* [TEXTE FOURNI]
%%
Silvio Berlusconi n'a plus le droit à l'immunité pénale: la loi votée en 2008 par sa majorité a été jugée inconstitutionnelle par la Cour constitutionnelle parce qu'elle viole le principe d'égalité entre les citoyens. La Cour constitutionnelle a prononcé sa sentence mercredi 7 octobre, au terme de polémiques qui ont duré des mois. Berlusconi a tout de suite déclaré que son gouvernement restait en place. S'il veut maintenant tenter à nouveau de se munir d'un bouclier qui le protège des nombreux procès dans lesquels il est impliqué, il devra faire voter par le parlement une loi constitutionnelle. La procédure est assez complexe: pour modifier la Constitution, la loi doit être approuvée à la majorité qualifiée par deux scrutins successifs, espacés d'au moins trois mois. Ensuite l'opposition a le droit de réclamer la tenue d'un référendum. Au bas mot, pas moins de six mois seront nécessaires. D'ici-là, le premier ministre italien pourrait se voir condamné dans au moins un des procès pour corruption dans lesquels il est cité. Que fera-t-il le cas échéant?
L'Italie est un pays difficile à expliquer et tout autant à comprendre. La sentence de la Cour constitutionnelle suffit déjà à le démontrer. De même que la bataille pour la défense de la liberté de la presse qui agite le pays en ce moment.
%%
* [EXTRAIT DES DONNÉES]
%%
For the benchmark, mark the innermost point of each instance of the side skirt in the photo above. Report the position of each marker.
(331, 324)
%%
* [SÉRIE D'EXERCICES]
1. Recopiez un passage du texte sur l'immunité de Berlusconi : commencez aux mots « L'Italie est un » et arrêtez-vous après « en ce moment. ».
2. Rédigez la suite du texte sur l'immunité pénale de Berlusconi, à partir de sa dernière phrase.

* [RÉSULTATS DES EXERCICES]
1.
L'Italie est un pays difficile à expliquer et tout autant à comprendre. La sentence de la Cour constitutionnelle suffit déjà à le démontrer. De même que la bataille pour la défense de la liberté de la presse qui agite le pays en ce moment.

2.
Tentons de nous mettre dans la peau d'un voyageur de l'espace qui aurait atterri par hasard sur la terre jeudi 1er octobre, en Italie, à Rome précisément, et qui serait reparti pour une nouvelle destination après deux jours d'escale. Facile d'imaginer les idées confuses qu'il aurait emportées de ce pays qui a vécu, en l'espace de 48 heures, tout et son contraire.
Voyons un peu.
Jeudi soir sur la télévision publique, aux heures de plus grande écoute, était diffusée une émission journalistique (Annozero - Année zéro - présentée par le journaliste Michele Santoro) dans laquelle une prostituée de Bari, Patrizia D'Addario, s'est épanchée pour l'énième fois sur ses heures passées au palais Grazioli dans le lit du président du Conseil, Silvio Berlusconi. C'était la fameuse nuit de l'élection de Barack Obama à la présidence des Etats-Unis et on aurait aisément imaginé le premier ministre italien autrement préoccupé. Il était d'ailleurs attendu à une réception à l'ambassade des Etats-Unis où il ne s'est jamais montré.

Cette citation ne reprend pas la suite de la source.